Artikel ▸
Wo war das kritische Bewusstsein der Pop Up, die doch die Messe für
Independent-Popkultur sein wollte?
Nachtrag zum Forum Neue Alte Heimat Eine Standortbestimmung
zwischen Kiezverbundenheit und Neuer Deutscher Identität
Wir lehnen seit Anbeginn aller Zeiten Nationalismus,
Deutschtümelei und Heimatverehrung ab, gerade heutzutage, wo wie durch
alle möglichen glanzvollen Wunder das neue deutsche Selbstbewusstsein
erweckt wird, und weigern uns, uns und unsere Musik unter solche Begriffe
subsumieren zu lassen, zumal nahezu alle unsere Stücke in Fachchinesisch
geschrieben wurden. Wir danken für ihre Aufmerksamkeit.

Einträge zur Koordinatenannotation ▸
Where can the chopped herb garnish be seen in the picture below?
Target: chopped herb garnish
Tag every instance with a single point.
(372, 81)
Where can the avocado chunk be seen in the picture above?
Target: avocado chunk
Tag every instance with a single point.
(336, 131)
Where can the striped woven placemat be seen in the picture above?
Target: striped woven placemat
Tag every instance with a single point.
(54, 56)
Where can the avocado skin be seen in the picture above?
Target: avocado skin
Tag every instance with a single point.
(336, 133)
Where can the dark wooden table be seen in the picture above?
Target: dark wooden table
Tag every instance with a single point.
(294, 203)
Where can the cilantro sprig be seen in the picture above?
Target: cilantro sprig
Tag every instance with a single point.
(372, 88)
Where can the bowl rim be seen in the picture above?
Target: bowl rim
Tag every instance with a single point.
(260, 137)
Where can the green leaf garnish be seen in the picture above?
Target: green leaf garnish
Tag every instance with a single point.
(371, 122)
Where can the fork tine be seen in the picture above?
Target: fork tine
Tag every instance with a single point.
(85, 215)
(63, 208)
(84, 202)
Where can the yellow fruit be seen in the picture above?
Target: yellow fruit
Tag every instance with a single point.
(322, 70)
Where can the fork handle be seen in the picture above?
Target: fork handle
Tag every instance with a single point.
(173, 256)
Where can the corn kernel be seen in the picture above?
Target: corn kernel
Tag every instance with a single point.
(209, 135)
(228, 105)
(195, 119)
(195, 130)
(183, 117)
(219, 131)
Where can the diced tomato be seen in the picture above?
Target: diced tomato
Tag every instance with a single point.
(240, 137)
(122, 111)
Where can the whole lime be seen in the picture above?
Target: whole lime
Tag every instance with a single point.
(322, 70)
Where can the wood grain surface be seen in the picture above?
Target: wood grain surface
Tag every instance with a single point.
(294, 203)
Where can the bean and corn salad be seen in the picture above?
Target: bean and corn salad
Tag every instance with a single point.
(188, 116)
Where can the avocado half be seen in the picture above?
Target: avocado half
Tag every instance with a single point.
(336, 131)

Aufgaben ▸
**A.** In welcher Sprache wurden laut dem Nachtrag nahezu alle Stücke geschrieben?
**B.** Geben Sie aus dem Nachtrag den Abschnitt von „Nachtrag zum Forum“ bis einschließlich „für ihre Aufmerksamkeit.“ wortgetreu wieder.
**C.** Fassen Sie den Absatz des Nachtrags, der mit „Wir lehnen seit Anbeginn“ beginnt, kürzer zusammen, ohne seine wesentlichen Aussagen wegzulassen.
Die Daten stehen in keinem Zusammenhang mit dem Nachtrag.

Lösungen ▸
**A.** In Fachchinesisch.

**B.**
Nachtrag zum Forum Neue Alte Heimat Eine Standortbestimmung
zwischen Kiezverbundenheit und Neuer Deutscher Identität
Wir lehnen seit Anbeginn aller Zeiten Nationalismus,
Deutschtümelei und Heimatverehrung ab, gerade heutzutage, wo wie durch
alle möglichen glanzvollen Wunder das neue deutsche Selbstbewusstsein
erweckt wird, und weigern uns, uns und unsere Musik unter solche Begriffe
subsumieren zu lassen, zumal nahezu alle unsere Stücke in Fachchinesisch
geschrieben wurden. Wir danken für ihre Aufmerksamkeit.

**C.** Wir lehnen Nationalismus, Deutschtümelei und Heimatverehrung seit jeher ab, besonders jetzt, da ein neues deutsches Selbstbewusstsein erweckt wird. Wir lassen uns und unsere Musik nicht unter solche Begriffe fassen, zumal fast alle unsere Stücke in Fachchinesisch geschrieben sind. Wir danken für Ihre Aufmerksamkeit.